┌─ The data

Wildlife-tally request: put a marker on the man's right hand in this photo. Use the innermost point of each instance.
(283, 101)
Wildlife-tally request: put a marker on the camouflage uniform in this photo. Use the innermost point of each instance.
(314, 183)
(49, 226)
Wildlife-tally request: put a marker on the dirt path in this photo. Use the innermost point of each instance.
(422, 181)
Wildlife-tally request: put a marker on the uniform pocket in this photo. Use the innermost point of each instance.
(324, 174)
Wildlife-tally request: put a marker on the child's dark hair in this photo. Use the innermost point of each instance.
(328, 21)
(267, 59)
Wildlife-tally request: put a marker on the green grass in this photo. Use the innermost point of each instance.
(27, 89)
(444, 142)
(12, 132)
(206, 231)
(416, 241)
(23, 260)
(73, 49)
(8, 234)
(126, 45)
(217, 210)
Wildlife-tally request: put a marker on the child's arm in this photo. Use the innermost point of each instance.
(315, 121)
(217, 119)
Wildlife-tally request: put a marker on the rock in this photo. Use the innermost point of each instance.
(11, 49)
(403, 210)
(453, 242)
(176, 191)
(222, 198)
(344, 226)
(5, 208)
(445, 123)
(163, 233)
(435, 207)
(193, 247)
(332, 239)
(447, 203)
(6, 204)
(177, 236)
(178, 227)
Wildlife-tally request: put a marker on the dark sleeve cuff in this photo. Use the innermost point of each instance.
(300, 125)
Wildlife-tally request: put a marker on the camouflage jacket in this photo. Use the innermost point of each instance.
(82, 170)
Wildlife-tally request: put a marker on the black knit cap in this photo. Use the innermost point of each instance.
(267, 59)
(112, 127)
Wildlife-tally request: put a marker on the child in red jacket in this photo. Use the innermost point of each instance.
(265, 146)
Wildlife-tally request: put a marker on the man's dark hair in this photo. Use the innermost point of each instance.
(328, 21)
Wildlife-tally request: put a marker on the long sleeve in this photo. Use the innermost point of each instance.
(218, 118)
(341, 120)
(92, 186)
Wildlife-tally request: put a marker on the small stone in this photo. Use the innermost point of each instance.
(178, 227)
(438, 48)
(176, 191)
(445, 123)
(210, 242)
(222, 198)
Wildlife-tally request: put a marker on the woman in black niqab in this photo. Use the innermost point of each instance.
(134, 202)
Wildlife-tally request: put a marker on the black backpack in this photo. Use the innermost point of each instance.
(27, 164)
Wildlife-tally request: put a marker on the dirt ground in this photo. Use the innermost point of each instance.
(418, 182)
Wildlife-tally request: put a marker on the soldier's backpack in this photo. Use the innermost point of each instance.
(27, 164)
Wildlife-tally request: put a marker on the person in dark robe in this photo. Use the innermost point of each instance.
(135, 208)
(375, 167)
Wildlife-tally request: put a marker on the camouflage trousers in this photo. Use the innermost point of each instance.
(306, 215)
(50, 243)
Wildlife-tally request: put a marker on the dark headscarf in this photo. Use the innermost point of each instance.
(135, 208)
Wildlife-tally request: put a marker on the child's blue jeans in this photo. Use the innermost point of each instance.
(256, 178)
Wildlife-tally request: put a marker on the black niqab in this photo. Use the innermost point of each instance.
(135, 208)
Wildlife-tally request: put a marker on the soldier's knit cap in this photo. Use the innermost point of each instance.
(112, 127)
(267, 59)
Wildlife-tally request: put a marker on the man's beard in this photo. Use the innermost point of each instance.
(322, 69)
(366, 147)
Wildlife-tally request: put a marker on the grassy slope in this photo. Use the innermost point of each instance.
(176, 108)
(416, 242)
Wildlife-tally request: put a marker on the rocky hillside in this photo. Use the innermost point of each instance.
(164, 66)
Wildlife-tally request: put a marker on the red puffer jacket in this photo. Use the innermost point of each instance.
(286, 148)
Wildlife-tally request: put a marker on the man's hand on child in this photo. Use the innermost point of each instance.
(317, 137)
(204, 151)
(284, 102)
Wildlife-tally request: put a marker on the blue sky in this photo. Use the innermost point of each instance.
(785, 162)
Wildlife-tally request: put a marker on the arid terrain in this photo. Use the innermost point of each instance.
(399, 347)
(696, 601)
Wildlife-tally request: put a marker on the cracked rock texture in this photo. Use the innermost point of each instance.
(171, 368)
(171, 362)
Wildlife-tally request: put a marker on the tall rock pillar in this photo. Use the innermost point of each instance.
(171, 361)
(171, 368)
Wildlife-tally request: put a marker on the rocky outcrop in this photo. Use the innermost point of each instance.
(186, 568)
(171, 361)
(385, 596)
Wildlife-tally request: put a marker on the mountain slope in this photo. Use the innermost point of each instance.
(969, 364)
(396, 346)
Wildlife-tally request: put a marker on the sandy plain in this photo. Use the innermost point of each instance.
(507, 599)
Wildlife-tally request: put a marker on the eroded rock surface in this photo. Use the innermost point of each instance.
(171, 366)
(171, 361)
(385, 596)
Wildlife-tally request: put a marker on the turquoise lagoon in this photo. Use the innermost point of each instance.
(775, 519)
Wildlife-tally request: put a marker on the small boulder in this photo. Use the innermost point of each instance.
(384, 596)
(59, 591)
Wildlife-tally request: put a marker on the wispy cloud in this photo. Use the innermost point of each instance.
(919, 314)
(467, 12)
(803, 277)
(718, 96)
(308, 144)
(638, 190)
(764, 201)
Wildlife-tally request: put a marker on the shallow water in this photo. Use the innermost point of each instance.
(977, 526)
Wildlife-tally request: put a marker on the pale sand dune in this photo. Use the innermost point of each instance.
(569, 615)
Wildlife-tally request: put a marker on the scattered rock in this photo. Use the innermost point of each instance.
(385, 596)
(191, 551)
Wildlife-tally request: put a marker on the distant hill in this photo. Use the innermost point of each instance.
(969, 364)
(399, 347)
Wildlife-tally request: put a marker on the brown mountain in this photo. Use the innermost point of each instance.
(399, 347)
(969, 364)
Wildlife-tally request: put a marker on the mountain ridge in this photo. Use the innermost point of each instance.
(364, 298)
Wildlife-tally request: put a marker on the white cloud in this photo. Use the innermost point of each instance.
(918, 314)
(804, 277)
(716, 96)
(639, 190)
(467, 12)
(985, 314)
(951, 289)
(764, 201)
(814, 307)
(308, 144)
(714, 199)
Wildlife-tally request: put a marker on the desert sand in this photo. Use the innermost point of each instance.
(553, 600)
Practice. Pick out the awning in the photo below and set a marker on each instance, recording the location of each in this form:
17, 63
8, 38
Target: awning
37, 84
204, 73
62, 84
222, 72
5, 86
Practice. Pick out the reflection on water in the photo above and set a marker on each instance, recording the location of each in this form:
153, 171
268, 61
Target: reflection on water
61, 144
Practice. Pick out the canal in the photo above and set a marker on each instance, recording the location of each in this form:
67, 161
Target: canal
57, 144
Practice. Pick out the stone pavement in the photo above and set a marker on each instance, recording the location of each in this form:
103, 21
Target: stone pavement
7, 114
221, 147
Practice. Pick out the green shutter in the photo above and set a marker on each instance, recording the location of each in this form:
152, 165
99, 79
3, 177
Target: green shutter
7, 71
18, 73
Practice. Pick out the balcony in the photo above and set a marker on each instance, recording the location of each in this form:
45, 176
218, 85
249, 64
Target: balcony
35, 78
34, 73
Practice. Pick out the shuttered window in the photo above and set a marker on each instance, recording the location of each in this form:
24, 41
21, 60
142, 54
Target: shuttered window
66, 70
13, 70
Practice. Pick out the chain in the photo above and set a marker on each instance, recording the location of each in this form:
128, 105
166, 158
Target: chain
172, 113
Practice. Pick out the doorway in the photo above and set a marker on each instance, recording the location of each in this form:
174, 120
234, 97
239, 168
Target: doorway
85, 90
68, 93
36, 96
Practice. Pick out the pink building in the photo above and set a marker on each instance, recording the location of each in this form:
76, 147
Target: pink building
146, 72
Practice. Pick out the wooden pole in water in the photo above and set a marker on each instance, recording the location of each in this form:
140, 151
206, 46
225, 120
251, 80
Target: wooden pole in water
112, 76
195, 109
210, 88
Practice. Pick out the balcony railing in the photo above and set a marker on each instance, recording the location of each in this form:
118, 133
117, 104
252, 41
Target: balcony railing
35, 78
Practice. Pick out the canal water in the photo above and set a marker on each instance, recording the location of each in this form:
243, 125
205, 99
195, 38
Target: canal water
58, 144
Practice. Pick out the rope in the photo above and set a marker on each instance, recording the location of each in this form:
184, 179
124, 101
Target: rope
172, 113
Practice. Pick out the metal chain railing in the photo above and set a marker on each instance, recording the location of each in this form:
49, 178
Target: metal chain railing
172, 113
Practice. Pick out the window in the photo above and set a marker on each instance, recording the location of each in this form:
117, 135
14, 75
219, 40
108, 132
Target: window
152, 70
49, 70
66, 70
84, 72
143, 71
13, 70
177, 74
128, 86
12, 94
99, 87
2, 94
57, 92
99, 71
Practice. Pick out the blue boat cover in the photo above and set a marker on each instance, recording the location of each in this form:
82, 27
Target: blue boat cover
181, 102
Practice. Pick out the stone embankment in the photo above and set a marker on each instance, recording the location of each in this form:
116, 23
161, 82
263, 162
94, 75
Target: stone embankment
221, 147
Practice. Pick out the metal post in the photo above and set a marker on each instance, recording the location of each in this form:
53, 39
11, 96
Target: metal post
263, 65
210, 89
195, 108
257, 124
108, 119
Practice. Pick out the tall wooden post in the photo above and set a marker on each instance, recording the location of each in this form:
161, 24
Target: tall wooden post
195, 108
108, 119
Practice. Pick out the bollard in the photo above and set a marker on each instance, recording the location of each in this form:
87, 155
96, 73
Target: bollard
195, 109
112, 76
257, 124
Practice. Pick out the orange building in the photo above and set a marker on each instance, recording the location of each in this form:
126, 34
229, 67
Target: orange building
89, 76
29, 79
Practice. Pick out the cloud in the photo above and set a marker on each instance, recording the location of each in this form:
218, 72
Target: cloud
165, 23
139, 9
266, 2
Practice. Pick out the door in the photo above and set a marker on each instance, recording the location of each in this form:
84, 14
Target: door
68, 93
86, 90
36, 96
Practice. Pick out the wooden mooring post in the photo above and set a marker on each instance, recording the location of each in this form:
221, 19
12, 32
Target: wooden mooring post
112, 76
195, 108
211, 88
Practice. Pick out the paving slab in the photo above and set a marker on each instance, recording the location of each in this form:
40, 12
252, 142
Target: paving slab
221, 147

└─

**Problem to solve:** Copy, with no alteration, the line that contains "Target: tall wooden post" and each remaining line of the listing above.

**Your solution:**
Target: tall wooden post
195, 108
108, 119
Practice. Pick out the bollard in the photo above and set a marker on each instance, recording the location of each in this form:
87, 155
96, 73
Target: bollard
195, 109
112, 76
257, 124
Practice. Pick out the orange building in the photo above and set a marker on each instance, recording the location of each in this form:
126, 34
229, 67
Target: orange building
89, 76
29, 79
Practice. Pick out the cloud in the photo above and set a marker on each instance, recording the location of each in this form:
218, 72
Target: cloud
165, 23
139, 9
266, 2
Practice. Pick out the door in the photo above and set a marker on each instance, recording the location of each in this form:
84, 14
Target: door
68, 93
86, 90
36, 96
Practice. Pick out the wooden mooring post in the photo above and set a marker on each instance, recording the location of each in this form:
221, 19
12, 32
Target: wooden mooring post
112, 76
195, 108
211, 88
Practice. Pick out the paving slab in the photo above and set a marker on each instance, recording the location of each in this form:
40, 12
252, 142
Target: paving slab
221, 147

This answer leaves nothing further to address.